Goal: Could you print every line of the records below without changing anything?

Data excerpts:
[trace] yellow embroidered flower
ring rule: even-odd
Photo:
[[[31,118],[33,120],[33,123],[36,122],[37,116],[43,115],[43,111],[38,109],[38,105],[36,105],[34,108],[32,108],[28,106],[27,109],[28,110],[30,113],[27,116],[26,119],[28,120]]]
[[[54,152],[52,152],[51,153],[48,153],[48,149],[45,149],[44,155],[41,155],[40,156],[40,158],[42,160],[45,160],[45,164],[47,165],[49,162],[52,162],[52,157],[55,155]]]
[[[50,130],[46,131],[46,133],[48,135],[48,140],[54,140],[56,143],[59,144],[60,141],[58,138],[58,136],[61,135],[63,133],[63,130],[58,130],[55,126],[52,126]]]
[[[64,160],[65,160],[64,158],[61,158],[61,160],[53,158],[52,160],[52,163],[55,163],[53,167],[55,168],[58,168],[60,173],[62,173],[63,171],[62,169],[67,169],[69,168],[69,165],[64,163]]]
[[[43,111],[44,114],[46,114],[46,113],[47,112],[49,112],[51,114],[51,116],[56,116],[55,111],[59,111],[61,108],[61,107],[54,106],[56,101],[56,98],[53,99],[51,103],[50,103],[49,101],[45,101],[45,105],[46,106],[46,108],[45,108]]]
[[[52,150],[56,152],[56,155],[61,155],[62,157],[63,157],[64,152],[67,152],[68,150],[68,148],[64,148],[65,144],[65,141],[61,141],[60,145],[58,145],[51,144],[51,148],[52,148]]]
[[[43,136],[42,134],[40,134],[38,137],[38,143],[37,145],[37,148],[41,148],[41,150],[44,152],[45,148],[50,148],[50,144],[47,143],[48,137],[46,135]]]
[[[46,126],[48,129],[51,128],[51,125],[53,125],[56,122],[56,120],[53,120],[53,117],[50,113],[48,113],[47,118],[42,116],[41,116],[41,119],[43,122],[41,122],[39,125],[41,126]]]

Written response:
[trace] yellow embroidered flower
ring rule: even-odd
Photo:
[[[31,118],[33,120],[33,123],[36,122],[37,116],[43,115],[43,111],[38,109],[38,105],[36,105],[34,108],[32,108],[28,106],[27,109],[28,110],[30,113],[27,116],[26,119],[28,120]]]
[[[54,152],[52,152],[51,153],[48,153],[48,149],[45,149],[44,155],[41,155],[40,156],[40,158],[42,160],[45,160],[45,164],[47,165],[49,162],[52,162],[52,157],[55,155]]]
[[[50,130],[46,131],[46,133],[48,135],[48,140],[54,140],[56,143],[59,144],[60,141],[58,138],[58,136],[61,135],[63,133],[63,130],[58,130],[55,126],[52,126]]]
[[[64,160],[65,160],[64,158],[61,158],[61,160],[53,158],[52,160],[52,163],[55,163],[53,167],[55,168],[58,168],[60,173],[62,173],[63,171],[62,169],[67,169],[69,168],[69,165],[64,163]]]
[[[43,111],[44,114],[46,114],[46,113],[47,112],[49,112],[51,114],[51,116],[56,116],[55,111],[59,111],[61,108],[61,107],[54,106],[56,101],[56,98],[53,99],[51,103],[50,103],[49,101],[45,101],[45,105],[46,106],[46,108],[45,108]]]
[[[52,150],[56,152],[56,155],[61,155],[62,157],[63,157],[64,152],[67,152],[68,150],[68,148],[64,148],[65,144],[65,141],[61,141],[60,145],[58,145],[51,144],[51,148],[52,148]]]
[[[43,136],[42,134],[40,134],[38,137],[38,143],[37,145],[37,148],[41,148],[41,150],[44,152],[45,148],[50,148],[50,144],[47,143],[48,137],[46,135]]]
[[[46,126],[48,129],[51,128],[51,125],[53,125],[56,122],[56,120],[53,120],[53,117],[50,113],[48,113],[47,118],[42,116],[41,116],[41,119],[43,122],[41,122],[39,125],[41,126]]]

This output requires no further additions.